-- Begin --

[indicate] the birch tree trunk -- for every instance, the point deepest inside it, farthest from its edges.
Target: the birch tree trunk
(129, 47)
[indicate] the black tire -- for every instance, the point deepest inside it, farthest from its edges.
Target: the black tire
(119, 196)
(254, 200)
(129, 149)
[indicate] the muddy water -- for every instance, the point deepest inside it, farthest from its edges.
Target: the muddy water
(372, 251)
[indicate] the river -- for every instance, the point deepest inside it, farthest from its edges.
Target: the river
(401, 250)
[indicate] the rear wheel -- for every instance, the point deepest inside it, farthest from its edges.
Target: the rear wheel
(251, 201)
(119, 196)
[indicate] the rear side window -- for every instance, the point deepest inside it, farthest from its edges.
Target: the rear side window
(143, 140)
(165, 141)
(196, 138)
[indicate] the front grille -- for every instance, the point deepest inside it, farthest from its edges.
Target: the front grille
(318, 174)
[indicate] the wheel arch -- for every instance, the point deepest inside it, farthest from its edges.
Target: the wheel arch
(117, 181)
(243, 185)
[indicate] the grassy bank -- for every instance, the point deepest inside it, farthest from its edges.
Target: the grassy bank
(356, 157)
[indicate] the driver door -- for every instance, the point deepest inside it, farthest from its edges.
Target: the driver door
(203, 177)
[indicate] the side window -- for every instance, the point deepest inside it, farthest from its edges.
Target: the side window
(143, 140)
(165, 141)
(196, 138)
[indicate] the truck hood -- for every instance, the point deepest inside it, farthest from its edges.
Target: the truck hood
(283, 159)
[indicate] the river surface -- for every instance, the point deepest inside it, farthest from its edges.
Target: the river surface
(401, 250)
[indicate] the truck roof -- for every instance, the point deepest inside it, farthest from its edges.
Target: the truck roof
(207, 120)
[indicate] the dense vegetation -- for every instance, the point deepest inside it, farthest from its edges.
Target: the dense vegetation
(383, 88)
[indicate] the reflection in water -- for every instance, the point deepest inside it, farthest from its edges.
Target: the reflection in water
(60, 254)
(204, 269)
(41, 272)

-- End --

=== Problem details ===
Starting from the line containing "[indicate] the muddy", repeat each line through the end of the entries, exactly.

=== Answer below ===
[indicate] the muddy water -- for every instance, the point deepest inside it, farthest from its edges.
Target: the muddy water
(372, 251)
[indicate] the river -- for every instance, the point deepest inside it, farthest from its edges.
Target: the river
(401, 250)
[indicate] the rear wheel -- for every instance, the point deepest inside it, farthest from its edges.
Target: the rear wheel
(251, 201)
(119, 196)
[indicate] the rear side window -- for every instance, the point deepest inside it, farthest from its edges.
Target: the rear side window
(143, 140)
(165, 141)
(196, 138)
[indicate] the front grille -- for every instance, the point deepest inside it, farthest from its edges.
Target: the front grille
(318, 174)
[indicate] the wheel arch -- for every instance, the point deepest inside it, farthest from its edges.
Target: the wheel arch
(117, 181)
(243, 185)
[indicate] the grassy bank -- for every instance, the point deepest inside it, farthest from its edges.
Target: the grassy bank
(356, 157)
[indicate] the driver door -- for every instance, the point deepest inside it, farthest from its edges.
Target: the driver door
(203, 177)
[indicate] the side window -- for every instance, the point deepest inside it, farthest from its edges.
Target: the side window
(143, 140)
(165, 141)
(196, 138)
[indicate] the truck hood -- for every instance, the point deepest inside it, farthest from its edges.
Target: the truck hood
(283, 159)
[indicate] the river surface -- for every instance, the point deepest inside it, farthest from its edges.
Target: the river surface
(401, 250)
[indicate] the truck roof -- for every instance, the point deepest inside it, farthest from its edges.
Target: the truck roof
(207, 120)
[indicate] the dense vegetation -- for every instance, the point deepest inside it, farthest from its edges.
Target: the dense vegetation
(383, 88)
[indicate] the reflection in water -- for every instance, the point deepest inside it, farthest from its edges.
Target: the reflection in water
(60, 254)
(204, 269)
(41, 272)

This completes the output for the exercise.